Friday, March 27, 2015

Cassandra anti-patterns webinar: Video and Q&A

Last week I gave a webinar on avoiding anti-patterns in Cassandra. It was good fun to do and prepare and if you look through my blog most of the sections have a dedicated post.

Here is the recording:

We got a lot of questions and didn't get to them in the recording so catching up now. If I have missed yours or you think of more then ping me on twitter: @chbatey

Q: When is DSE going to support UDTs?

DSE 4.7 will include a certified version of Cassandra 2.1, sometime in the next few months.

Q: Can you alter a UDT?

Yes see here:

Q: with denormalized data, how do you handle a store name change or staff name change?

First make sure you need the update, when modelling data immutably that is not often the case. If you need to change a small number of rows I'd do it with a small script/program, large number of rows Apache Spark.

Q: I had the idea that C* 2.x has vector clock, am I wrong? 

No Vector clocks in Cassandra, see
Q: Using the event source model with frequent rollups, would that not generate a 'queueing' style anti-pattern if data from previous rollup period then gets deleted?

If you used the same partition and did range queries, yes. But I would use a partition say per day (or what ever the period is that you didn't have rolled up), thus avoiding ever reading over the deleted data.

Q: How would you do the "roll ups" in the account balance calculation example?

Most cases I'd do it in application for the first query that required it. It doesn't matter if two threads get to it first as they can both calculate it and the write to the roll up table would be idempotent. If the rollup calculation takes too long and you don't want to slow down a user request with it then you can schedule it in your app or by a different process.

■ DATA PROVIDED
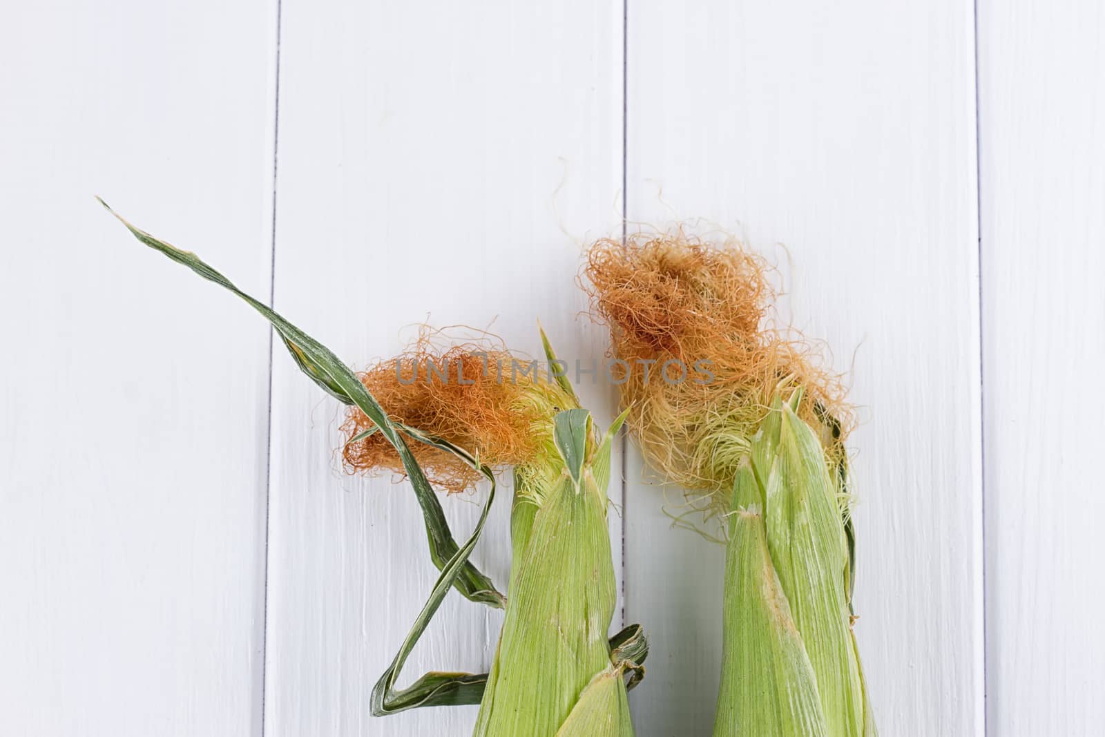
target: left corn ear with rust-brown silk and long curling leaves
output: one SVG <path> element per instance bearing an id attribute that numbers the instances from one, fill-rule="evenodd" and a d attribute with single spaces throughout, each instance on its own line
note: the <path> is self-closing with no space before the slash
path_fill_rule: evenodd
<path id="1" fill-rule="evenodd" d="M 141 243 L 261 313 L 301 370 L 350 407 L 345 446 L 350 470 L 390 468 L 410 481 L 441 576 L 372 689 L 373 715 L 480 703 L 477 735 L 632 735 L 625 693 L 643 675 L 648 644 L 638 625 L 607 636 L 615 592 L 606 489 L 610 445 L 624 415 L 600 441 L 566 380 L 532 378 L 505 388 L 502 381 L 470 383 L 463 349 L 435 357 L 439 366 L 455 364 L 455 385 L 431 381 L 412 394 L 409 388 L 396 391 L 399 382 L 387 370 L 358 377 L 196 254 L 119 220 Z M 486 354 L 482 358 L 469 364 L 482 364 L 486 379 Z M 469 561 L 495 495 L 492 465 L 514 466 L 509 600 Z M 472 536 L 457 545 L 431 481 L 460 491 L 478 480 L 491 483 L 487 502 Z M 431 672 L 397 689 L 399 672 L 451 588 L 472 601 L 506 608 L 492 672 Z"/>

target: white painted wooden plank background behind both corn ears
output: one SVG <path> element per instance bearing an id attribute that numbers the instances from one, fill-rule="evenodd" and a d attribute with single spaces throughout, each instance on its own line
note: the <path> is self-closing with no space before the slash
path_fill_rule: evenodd
<path id="1" fill-rule="evenodd" d="M 540 318 L 601 356 L 573 285 L 589 239 L 623 218 L 741 234 L 863 408 L 882 734 L 1099 734 L 1103 33 L 1092 0 L 7 9 L 0 735 L 475 716 L 368 715 L 434 578 L 412 496 L 343 475 L 336 402 L 94 193 L 354 365 L 428 318 L 534 354 Z M 611 388 L 581 393 L 608 422 Z M 723 551 L 670 528 L 632 448 L 619 466 L 614 625 L 652 643 L 638 734 L 708 734 Z M 501 581 L 507 495 L 476 552 Z M 501 618 L 442 612 L 409 673 L 486 667 Z"/>

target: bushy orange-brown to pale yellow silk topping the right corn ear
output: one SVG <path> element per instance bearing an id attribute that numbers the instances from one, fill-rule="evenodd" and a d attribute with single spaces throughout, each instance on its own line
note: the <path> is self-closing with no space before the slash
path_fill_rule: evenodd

■ WORK REQUEST 1
Summarize the Cassandra webinar post in two sentences.
■ WORK REQUEST 2
Return everything in the Cassandra webinar post from "No Vector clocks" down to "a different process.", copied exactly.
None of the material is needed here.

■ ANSWER SPACE 1
The author gave a webinar last week on avoiding anti-patterns in Cassandra and is now catching up on the many questions the recording didn't get to. The answers say that DSE 4.7 will include a certified version of Cassandra 2.1, that a UDT can be altered, that many denormalized rows can be changed with Apache Spark, that Cassandra has no vector clocks, and that roll ups are mostly done in the application for the first query that needs them.

■ ANSWER SPACE 2
No Vector clocks in Cassandra, see
Q: Using the event source model with frequent rollups, would that not generate a 'queueing' style anti-pattern if data from previous rollup period then gets deleted?

If you used the same partition and did range queries, yes. But I would use a partition say per day (or what ever the period is that you didn't have rolled up), thus avoiding ever reading over the deleted data.

Q: How would you do the "roll ups" in the account balance calculation example?

Most cases I'd do it in application for the first query that required it. It doesn't matter if two threads get to it first as they can both calculate it and the write to the roll up table would be idempotent. If the rollup calculation takes too long and you don't want to slow down a user request with it then you can schedule it in your app or by a different process.